═════ DATA SHOWN

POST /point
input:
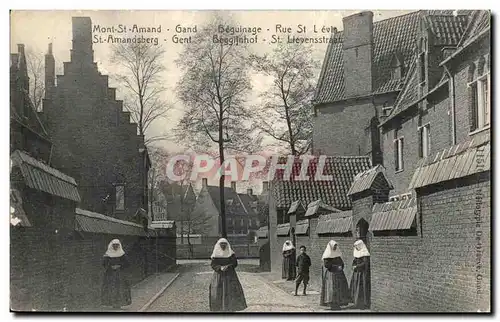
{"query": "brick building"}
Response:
(242, 216)
(95, 141)
(430, 244)
(56, 248)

══════════

**WHAT IS EXPECTED**
Drop the pictures and reproduce the rest of the data above exactly.

**REPLY TO THE EXERCISE**
POST /point
input:
{"query": "brick building"}
Response:
(242, 216)
(95, 141)
(430, 244)
(56, 248)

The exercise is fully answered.